Dataset entries
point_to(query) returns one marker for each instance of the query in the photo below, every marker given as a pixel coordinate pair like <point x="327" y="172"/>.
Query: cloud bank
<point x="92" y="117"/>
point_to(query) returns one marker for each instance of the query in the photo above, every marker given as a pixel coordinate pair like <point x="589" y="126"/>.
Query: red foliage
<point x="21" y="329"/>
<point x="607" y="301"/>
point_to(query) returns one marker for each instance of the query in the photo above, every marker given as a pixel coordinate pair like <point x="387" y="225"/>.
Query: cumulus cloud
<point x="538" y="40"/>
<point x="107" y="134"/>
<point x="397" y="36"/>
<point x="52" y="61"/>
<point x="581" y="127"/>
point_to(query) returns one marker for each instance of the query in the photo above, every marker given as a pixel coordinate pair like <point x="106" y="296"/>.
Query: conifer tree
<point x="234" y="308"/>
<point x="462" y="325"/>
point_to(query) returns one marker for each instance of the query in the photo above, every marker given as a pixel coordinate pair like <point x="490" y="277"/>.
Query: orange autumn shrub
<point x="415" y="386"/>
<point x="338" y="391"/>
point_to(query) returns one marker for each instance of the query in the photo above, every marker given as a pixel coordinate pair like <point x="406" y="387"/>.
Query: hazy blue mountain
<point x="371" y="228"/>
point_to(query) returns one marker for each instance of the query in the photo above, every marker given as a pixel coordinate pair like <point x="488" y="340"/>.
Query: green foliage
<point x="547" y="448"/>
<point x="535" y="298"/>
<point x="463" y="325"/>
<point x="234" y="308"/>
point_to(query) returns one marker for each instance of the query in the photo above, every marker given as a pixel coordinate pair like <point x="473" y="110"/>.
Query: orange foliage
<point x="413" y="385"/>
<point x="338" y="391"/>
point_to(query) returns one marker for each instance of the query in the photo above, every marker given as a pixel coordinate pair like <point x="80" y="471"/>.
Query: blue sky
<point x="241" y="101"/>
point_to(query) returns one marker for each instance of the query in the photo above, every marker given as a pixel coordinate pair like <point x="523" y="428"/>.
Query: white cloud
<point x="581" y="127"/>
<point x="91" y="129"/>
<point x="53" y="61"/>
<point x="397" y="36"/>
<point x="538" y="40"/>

__Directions__.
Return each line from the data where the string "instance" can be found.

__Task answer__.
point_to(query) returns one marker for each instance of the query in the photo below, every marker given as a pixel coordinate pair like <point x="327" y="172"/>.
point_to(query) returns one marker for each instance of the query in the photo above, every marker given as a pixel coordinate pair like <point x="589" y="126"/>.
point_to(query) returns one marker for each instance of the query in the photo above, every marker given as a pixel coordinate pair like <point x="387" y="225"/>.
point_to(query) returns one marker for each instance of the query in the photo above, every marker given as a pixel coordinate pair like <point x="106" y="296"/>.
point_to(query) returns one marker for each instance of the query in the photo above, every marker given as a pixel coordinate pair like <point x="490" y="277"/>.
point_to(query) returns one marker for each instance of the query in the photo above, every marker given as a pixel coordinate pair like <point x="406" y="387"/>.
point_to(query) returns one marker for each instance of the query in the photo above, every marker given as a pixel coordinate pair like <point x="488" y="340"/>.
point_to(query) returns one marker for each instance of the query in the photo above, every marker given as a pixel coordinate pair like <point x="473" y="110"/>.
point_to(query) returns one marker for each instance of the query in the photo above, every marker given as a pixel coordinate pair like <point x="80" y="471"/>.
point_to(query) returns one marker for each instance of the query in the photo above, every marker given as a pixel coordinate pair like <point x="523" y="428"/>.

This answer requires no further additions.